**WHAT TO DO**
Return the following lines unchanged, keeping every character and line break as it is.

(begin)

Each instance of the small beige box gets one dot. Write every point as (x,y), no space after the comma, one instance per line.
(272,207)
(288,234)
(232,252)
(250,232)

(end)

**RESULT**
Each instance of the small beige box gets one dot. Write every point as (x,y), no space after the comma, one instance per line.
(272,207)
(288,234)
(232,252)
(250,232)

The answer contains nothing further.